Problem details:
Give the part of the listing that opens with the line containing "Identify every instance of the body" and closes with the line containing "x=457 y=150" as a two-column CSV with the columns request and answer. Each row holds one request and its answer, each in one quoted field, with line breaks turned into spaces.

--------------------------------------------------

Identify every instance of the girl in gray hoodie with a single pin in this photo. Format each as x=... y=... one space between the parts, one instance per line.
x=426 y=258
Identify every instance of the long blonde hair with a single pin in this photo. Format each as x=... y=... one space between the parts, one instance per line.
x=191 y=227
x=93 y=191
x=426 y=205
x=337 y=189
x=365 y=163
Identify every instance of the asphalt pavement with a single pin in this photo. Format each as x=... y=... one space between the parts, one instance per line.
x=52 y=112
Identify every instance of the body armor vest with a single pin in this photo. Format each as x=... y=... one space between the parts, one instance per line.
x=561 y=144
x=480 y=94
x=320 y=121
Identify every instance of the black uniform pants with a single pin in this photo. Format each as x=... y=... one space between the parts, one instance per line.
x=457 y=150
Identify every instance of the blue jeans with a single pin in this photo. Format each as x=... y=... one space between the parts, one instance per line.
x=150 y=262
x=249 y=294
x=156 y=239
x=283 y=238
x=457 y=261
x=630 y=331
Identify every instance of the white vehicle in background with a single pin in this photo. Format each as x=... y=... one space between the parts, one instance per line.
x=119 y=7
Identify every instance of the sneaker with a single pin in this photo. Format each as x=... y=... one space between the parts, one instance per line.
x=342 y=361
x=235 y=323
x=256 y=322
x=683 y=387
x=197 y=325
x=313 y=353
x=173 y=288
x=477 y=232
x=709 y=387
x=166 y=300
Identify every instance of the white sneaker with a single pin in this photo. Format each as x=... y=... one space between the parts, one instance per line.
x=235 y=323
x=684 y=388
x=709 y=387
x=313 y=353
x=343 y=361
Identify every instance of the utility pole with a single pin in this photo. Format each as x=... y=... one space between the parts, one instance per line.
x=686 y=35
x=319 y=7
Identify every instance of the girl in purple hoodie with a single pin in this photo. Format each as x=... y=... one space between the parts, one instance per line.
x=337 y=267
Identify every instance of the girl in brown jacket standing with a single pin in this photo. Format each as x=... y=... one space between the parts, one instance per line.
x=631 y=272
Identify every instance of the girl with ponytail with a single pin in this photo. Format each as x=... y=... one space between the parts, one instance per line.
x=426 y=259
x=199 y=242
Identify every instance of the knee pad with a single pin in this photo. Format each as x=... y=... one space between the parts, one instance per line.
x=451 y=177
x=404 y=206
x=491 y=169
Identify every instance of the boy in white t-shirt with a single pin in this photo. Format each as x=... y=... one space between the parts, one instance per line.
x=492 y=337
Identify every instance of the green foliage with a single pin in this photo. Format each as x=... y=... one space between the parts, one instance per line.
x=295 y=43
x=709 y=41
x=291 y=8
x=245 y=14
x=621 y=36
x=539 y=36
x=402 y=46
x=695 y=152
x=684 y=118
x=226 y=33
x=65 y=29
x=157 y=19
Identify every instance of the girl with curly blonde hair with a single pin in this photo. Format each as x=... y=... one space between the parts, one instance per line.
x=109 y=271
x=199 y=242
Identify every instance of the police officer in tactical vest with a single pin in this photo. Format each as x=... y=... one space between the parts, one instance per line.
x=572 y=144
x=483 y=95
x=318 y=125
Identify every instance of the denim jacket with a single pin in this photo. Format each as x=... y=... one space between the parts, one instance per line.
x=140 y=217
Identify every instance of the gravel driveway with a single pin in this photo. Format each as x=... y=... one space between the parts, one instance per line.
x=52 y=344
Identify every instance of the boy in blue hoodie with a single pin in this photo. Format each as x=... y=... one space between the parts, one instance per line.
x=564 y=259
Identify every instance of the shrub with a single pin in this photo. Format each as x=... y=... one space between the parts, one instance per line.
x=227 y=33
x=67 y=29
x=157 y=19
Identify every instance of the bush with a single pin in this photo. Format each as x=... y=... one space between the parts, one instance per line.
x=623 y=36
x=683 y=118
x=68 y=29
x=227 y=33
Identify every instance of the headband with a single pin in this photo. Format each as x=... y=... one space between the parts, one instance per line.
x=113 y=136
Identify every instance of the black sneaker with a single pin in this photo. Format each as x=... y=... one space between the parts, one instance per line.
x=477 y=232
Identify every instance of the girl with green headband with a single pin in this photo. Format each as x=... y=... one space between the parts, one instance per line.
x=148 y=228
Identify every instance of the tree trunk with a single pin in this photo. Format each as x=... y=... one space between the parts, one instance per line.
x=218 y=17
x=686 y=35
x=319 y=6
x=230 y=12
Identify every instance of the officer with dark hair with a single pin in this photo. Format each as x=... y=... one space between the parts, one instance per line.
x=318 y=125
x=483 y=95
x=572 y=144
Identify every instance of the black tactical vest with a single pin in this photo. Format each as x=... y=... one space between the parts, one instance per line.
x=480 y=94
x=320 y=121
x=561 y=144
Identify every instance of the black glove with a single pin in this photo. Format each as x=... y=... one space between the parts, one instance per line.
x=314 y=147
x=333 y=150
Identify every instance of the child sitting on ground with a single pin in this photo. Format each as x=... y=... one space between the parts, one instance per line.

--------------------------------------------------

Task answer:
request,answer
"Identify every instance of the body armor vest with a single pin in this photo. Format each as x=... y=... one space between the parts, one instance per line.","x=561 y=144 x=480 y=94 x=320 y=121"
"Identify every instance of the black uniform pants with a single pin in this photo. Format each as x=... y=... one space between the parts, one instance per line.","x=457 y=150"